"""
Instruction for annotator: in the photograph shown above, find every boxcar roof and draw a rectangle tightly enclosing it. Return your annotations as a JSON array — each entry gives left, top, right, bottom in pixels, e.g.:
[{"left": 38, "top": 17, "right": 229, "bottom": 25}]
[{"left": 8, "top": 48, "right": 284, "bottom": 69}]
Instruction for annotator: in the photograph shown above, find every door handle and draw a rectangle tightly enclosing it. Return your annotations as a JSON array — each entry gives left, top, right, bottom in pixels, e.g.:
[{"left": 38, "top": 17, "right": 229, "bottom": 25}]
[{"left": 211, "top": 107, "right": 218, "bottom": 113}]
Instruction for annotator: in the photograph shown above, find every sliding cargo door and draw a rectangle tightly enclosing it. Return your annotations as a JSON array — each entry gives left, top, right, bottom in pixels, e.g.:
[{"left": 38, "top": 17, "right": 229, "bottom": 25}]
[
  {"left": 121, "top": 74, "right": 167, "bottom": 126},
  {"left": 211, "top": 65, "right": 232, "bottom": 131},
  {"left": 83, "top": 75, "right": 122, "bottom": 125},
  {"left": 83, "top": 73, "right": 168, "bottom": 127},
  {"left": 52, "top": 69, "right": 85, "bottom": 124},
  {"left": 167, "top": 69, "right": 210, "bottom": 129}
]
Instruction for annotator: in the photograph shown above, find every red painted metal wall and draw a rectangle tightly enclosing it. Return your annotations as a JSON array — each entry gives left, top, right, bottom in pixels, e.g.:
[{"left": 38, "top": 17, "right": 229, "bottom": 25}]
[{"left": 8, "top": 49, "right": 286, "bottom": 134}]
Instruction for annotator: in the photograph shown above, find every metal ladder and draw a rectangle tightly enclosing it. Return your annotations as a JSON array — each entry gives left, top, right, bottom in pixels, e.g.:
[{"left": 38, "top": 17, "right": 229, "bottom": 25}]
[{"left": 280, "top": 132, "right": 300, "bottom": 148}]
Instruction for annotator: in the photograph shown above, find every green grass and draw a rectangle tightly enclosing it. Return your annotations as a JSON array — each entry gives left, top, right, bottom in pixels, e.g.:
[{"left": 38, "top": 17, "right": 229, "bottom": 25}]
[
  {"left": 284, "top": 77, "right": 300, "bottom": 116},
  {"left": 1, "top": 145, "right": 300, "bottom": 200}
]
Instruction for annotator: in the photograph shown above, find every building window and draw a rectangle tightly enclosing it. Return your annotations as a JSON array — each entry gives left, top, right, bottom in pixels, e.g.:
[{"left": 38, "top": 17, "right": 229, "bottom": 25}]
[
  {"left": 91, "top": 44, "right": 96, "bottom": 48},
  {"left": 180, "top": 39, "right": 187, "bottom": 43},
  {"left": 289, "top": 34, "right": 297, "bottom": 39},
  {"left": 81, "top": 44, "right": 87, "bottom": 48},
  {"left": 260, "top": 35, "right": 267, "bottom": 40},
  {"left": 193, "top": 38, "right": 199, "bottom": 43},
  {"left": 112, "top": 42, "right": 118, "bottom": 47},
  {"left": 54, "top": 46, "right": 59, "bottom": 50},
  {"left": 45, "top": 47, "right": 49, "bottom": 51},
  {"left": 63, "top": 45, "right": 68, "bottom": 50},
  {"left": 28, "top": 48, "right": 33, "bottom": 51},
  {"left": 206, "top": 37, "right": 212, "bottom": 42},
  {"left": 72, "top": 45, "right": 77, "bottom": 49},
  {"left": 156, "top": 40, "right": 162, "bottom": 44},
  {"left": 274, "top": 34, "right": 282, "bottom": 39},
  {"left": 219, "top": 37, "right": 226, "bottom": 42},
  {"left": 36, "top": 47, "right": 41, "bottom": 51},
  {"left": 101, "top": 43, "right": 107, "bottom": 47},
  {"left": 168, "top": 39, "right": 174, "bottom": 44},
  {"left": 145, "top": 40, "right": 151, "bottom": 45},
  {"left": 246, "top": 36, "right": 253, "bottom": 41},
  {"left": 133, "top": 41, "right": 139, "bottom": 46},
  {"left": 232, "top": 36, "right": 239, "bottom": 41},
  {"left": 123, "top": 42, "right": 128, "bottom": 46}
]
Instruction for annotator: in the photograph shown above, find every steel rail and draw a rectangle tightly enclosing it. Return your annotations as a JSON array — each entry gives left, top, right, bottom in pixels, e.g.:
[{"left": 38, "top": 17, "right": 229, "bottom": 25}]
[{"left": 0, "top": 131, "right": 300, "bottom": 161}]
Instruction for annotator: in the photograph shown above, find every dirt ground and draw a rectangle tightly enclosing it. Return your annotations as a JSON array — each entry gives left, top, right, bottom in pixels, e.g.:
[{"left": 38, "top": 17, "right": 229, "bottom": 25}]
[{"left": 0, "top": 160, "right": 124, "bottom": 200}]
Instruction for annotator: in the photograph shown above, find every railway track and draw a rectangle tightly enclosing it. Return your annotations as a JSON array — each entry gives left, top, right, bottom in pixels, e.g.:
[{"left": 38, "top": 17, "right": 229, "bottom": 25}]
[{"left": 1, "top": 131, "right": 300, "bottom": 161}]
"""
**Action item:**
Would you write out the full set of records above without alteration?

**Solution below:**
Instruction for annotator: in the photograph shown above, find every boxcar roof and draw a rectangle tightly enclosing it. Return your annotations as a JSON array — each entry gives left, top, right, bottom in pixels, e.g.:
[{"left": 38, "top": 17, "right": 229, "bottom": 25}]
[{"left": 8, "top": 48, "right": 284, "bottom": 69}]
Instruction for annotator: in the photograph shown above, find every door handle and draw a rectangle tightly enclosing it. Return your annotations as a JSON array — each entry gives left, top, right, bottom in pixels, e.g.:
[{"left": 38, "top": 17, "right": 229, "bottom": 25}]
[{"left": 211, "top": 107, "right": 218, "bottom": 113}]
Instruction for annotator: in the photograph shown above, find every sliding cargo door and draw a rectangle tightly enclosing it. Return your annotations as a JSON array — each entry gives left, top, right, bottom in pixels, e.g.:
[{"left": 38, "top": 17, "right": 229, "bottom": 25}]
[
  {"left": 121, "top": 74, "right": 167, "bottom": 126},
  {"left": 211, "top": 65, "right": 232, "bottom": 131},
  {"left": 83, "top": 75, "right": 122, "bottom": 125},
  {"left": 83, "top": 73, "right": 168, "bottom": 127},
  {"left": 52, "top": 69, "right": 85, "bottom": 124},
  {"left": 167, "top": 69, "right": 210, "bottom": 129}
]
Instruction for annotator: in the photograph shown above, find every red painted metal wall and draw a rectangle tightly enclosing it. Return your annotations as a JSON array — each entry gives left, top, right, bottom in pixels, e.g.:
[{"left": 38, "top": 17, "right": 229, "bottom": 25}]
[{"left": 8, "top": 49, "right": 286, "bottom": 134}]
Instruction for annotator: in the photograph shown above, find every metal ladder and draw a rectangle tightly enclosing it. Return your annotations as a JSON array — each entry gives left, top, right, bottom in pixels, e.g.:
[{"left": 38, "top": 17, "right": 229, "bottom": 25}]
[{"left": 280, "top": 132, "right": 300, "bottom": 148}]
Instruction for annotator: in the photograph shown above, find every green grass and draw a rectangle tightly enclosing it. Return your annotations as a JSON array — each entry gives left, top, right, bottom in pixels, e.g.:
[{"left": 38, "top": 17, "right": 229, "bottom": 25}]
[
  {"left": 284, "top": 77, "right": 300, "bottom": 116},
  {"left": 1, "top": 145, "right": 300, "bottom": 200}
]
Instruction for annotator: in the photograph shown above, find every building window and draw a rectangle tightly enclosing it. Return your annotations as a JSON array — each entry gives left, top, right, bottom in pixels, e.g.:
[{"left": 38, "top": 17, "right": 229, "bottom": 25}]
[
  {"left": 91, "top": 44, "right": 96, "bottom": 48},
  {"left": 180, "top": 39, "right": 187, "bottom": 43},
  {"left": 289, "top": 34, "right": 297, "bottom": 39},
  {"left": 81, "top": 44, "right": 87, "bottom": 48},
  {"left": 260, "top": 35, "right": 267, "bottom": 40},
  {"left": 193, "top": 38, "right": 199, "bottom": 43},
  {"left": 112, "top": 42, "right": 118, "bottom": 47},
  {"left": 54, "top": 46, "right": 59, "bottom": 50},
  {"left": 45, "top": 47, "right": 49, "bottom": 51},
  {"left": 63, "top": 45, "right": 68, "bottom": 50},
  {"left": 28, "top": 48, "right": 33, "bottom": 51},
  {"left": 206, "top": 37, "right": 212, "bottom": 42},
  {"left": 72, "top": 45, "right": 77, "bottom": 49},
  {"left": 156, "top": 40, "right": 162, "bottom": 44},
  {"left": 274, "top": 34, "right": 282, "bottom": 39},
  {"left": 219, "top": 37, "right": 226, "bottom": 42},
  {"left": 36, "top": 47, "right": 41, "bottom": 51},
  {"left": 101, "top": 43, "right": 107, "bottom": 47},
  {"left": 168, "top": 39, "right": 174, "bottom": 44},
  {"left": 145, "top": 40, "right": 151, "bottom": 45},
  {"left": 246, "top": 36, "right": 253, "bottom": 41},
  {"left": 133, "top": 41, "right": 139, "bottom": 46},
  {"left": 232, "top": 36, "right": 239, "bottom": 41},
  {"left": 123, "top": 42, "right": 128, "bottom": 46}
]
Instruction for annotator: in the photograph shown above, find every steel rail and draw a rectangle tightly enclosing it. Return your annotations as a JSON array — each entry gives left, top, right, bottom in pixels, e.g.:
[{"left": 38, "top": 17, "right": 229, "bottom": 25}]
[{"left": 0, "top": 131, "right": 300, "bottom": 161}]
Instruction for annotator: in the photograph shown above, find every dirt ground and draw a rectangle tightly enclosing it. Return your annotations as a JSON array — each entry gives left, top, right, bottom in pixels, e.g.:
[{"left": 38, "top": 17, "right": 229, "bottom": 25}]
[{"left": 0, "top": 160, "right": 124, "bottom": 200}]
Instruction for annotator: in the photograph shown above, find every railway track and draw a rectangle tightly enclosing it. Return your annotations as a JSON array — each entry gives left, top, right, bottom in pixels, e.g.:
[{"left": 38, "top": 17, "right": 229, "bottom": 25}]
[{"left": 1, "top": 131, "right": 300, "bottom": 161}]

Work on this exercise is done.